Updated 11:00 PM PST – A Marvel spokesperson confirmed for CBR News Friday evening that artist Tim Sale will not only be joining Loeb on “Captain America: White” (don’t miss our feature interview with Loeb & Sale right here on CBR), but that fans of Sale should expect to see more of his work at the company for the foreseeable future — Sale has signed an exclusive contract with Marvel.
“Welcome to Cup o’ Jeph. I’m glad to see I can draw the kind of crowds Joe Quesada draws …” Loeb began, looking out at a third-full room. He intended to leap into questions while Marvel’s Jim McCann got the images together, but that didn’t quite work out. McCann referred to himself as “Cookie” and then called Loeb “Candy.” Questions took a while to get started, as Loeb started talking and McCann made suggestions, kibbitzing style.
“I’ve read ‘Secret Invasion’ #1, and I know who all the Skrulls are …” Loeb said.

* * * *

▶ _Stated task_
According to the comics news report, what kind of contract has Tim Sale signed with Marvel? The data after this report comes from a different source.

* * * *

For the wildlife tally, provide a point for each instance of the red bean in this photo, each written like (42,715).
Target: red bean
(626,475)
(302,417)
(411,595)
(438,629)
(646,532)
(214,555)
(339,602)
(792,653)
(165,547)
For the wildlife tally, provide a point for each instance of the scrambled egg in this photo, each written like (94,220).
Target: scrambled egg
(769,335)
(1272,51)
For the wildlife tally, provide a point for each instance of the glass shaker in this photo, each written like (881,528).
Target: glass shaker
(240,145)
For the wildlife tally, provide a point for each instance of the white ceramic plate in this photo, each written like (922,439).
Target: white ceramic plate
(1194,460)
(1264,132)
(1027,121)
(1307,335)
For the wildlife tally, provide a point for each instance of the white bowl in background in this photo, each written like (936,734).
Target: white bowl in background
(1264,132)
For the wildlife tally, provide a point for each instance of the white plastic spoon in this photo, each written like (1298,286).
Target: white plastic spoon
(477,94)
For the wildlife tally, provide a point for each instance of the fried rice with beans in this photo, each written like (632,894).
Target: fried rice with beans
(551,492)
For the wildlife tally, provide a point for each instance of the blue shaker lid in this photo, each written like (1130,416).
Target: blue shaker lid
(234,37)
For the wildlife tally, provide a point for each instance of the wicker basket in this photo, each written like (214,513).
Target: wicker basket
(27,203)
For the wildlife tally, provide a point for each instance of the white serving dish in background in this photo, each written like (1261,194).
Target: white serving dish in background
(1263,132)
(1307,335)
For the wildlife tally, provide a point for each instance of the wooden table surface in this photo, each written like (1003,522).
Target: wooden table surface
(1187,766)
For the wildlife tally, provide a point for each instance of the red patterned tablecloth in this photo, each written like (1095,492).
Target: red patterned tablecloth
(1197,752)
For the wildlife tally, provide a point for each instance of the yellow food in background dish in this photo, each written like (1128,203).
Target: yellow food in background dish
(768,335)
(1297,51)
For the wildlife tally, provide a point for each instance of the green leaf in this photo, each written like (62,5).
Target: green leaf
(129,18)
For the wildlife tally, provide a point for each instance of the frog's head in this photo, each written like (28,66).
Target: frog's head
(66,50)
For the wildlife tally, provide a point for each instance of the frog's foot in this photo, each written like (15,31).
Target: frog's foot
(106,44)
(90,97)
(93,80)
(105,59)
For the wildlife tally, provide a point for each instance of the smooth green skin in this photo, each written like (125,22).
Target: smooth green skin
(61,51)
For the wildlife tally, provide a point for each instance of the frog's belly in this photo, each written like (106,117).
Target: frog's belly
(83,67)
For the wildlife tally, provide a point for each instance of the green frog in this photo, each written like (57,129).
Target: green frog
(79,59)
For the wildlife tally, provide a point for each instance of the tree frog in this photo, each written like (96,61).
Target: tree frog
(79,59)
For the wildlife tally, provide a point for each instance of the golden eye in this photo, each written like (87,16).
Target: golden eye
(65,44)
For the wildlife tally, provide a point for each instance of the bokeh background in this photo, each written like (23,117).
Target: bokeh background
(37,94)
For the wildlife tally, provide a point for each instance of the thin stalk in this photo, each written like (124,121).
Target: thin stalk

* * * *

▶ _Answer for this exercise_
An exclusive contract.